* Begin Selected extract *

The contract should also specify whether you'll have to reimburse the attorney's costs in addition to the flat or hourly fee. It may state the billing schedule (for example, that you pay an up-front retainer of several thousand dollars against which hourly fees are charged; when the retainer is used up, you start paying monthly bills), and whether and how much interest will be charged on unpaid balances.
Make sure the attorney is your representative. The agreement should also define exactly whose interests the attorney is looking out for. Theoretically, all parties to the transaction (i.e., each individual partner or shareholder of the business being sold and each individual purchaser, plus the business entity itself if incorporated) should have a separate attorney. Obviously, this can get very expensive and impractical if there are a number of shareholders, so many attorneys will agree to represent more than one party if proper waivers are signed.
For example, the attorney may agree to represent you individually as majority shareholder and to represent your corporation as well, provided you sign a disclosure document. The document will state that you recognize the potential differences between your interests and those of your company, but you agree to the dual representation anyway.

* End Selected extract *
* Begin Rows *

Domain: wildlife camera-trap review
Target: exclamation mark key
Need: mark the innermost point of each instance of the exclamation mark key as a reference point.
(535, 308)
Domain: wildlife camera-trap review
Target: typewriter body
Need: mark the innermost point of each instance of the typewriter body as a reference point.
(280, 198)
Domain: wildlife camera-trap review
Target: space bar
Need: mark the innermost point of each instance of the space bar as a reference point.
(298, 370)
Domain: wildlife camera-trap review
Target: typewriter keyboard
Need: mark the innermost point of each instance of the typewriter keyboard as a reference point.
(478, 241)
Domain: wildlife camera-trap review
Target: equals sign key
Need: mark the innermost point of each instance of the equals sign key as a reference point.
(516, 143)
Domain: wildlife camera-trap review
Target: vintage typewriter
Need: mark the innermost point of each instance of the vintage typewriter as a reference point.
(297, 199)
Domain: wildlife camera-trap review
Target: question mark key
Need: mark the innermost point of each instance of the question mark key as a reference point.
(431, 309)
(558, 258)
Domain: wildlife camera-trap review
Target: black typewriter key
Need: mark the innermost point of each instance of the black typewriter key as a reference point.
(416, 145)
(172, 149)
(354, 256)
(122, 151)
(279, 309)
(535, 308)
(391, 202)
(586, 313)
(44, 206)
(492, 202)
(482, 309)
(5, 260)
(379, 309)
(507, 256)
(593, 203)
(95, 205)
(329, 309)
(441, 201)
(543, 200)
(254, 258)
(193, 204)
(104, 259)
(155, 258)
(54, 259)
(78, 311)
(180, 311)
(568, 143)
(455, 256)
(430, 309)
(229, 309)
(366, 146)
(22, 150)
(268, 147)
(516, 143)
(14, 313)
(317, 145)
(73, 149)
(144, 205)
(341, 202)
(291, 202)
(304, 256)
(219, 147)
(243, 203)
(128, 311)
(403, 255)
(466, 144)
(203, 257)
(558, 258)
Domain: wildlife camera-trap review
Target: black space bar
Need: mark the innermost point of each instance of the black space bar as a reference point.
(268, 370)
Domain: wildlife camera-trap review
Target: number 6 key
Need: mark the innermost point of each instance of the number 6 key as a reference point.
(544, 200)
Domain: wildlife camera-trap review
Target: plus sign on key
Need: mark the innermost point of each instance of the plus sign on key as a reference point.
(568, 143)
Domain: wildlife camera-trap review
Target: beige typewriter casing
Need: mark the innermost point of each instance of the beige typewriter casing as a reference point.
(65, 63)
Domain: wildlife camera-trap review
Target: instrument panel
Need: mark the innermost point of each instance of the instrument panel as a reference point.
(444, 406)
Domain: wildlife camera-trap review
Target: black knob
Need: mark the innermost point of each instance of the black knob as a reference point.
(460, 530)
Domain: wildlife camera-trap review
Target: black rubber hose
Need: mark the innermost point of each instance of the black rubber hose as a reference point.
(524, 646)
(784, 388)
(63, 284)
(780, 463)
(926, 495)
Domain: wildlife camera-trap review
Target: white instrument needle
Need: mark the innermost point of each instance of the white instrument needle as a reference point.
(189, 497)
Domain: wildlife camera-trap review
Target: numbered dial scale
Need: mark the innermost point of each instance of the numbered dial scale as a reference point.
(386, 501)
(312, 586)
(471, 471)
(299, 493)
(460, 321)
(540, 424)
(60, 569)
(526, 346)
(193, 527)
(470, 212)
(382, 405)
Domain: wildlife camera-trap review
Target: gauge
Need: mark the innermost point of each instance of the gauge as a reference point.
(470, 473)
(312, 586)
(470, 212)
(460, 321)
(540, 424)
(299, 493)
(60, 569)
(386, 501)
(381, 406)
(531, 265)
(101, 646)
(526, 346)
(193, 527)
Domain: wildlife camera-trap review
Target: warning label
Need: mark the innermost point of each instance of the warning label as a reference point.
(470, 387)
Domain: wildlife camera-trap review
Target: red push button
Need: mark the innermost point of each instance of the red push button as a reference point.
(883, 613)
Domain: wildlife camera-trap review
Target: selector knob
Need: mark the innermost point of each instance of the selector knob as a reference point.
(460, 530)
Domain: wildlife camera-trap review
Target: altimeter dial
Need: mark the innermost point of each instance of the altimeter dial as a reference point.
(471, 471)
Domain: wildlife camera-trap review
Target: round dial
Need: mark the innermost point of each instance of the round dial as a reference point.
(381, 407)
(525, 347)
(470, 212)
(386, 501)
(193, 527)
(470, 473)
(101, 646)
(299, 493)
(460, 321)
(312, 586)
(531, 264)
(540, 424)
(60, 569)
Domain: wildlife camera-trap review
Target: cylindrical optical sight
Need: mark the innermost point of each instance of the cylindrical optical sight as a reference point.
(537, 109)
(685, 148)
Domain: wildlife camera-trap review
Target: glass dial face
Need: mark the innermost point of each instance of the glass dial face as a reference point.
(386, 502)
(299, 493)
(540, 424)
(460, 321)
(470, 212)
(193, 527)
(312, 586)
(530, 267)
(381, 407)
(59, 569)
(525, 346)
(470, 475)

* End Rows *

Do this:
Using the text on attorney agreements, answer each question on its own numbered line:
1. What happens once the up-front retainer is used up?
2. In theory, which parties to the transaction should each have a separate attorney?
3. What must you sign for the attorney to represent both you as majority shareholder and your corporation?

Result for this task:
1. You start paying monthly bills.
2. Each individual partner or shareholder of the business being sold, each individual purchaser, and the business entity itself if incorporated.
3. A disclosure document.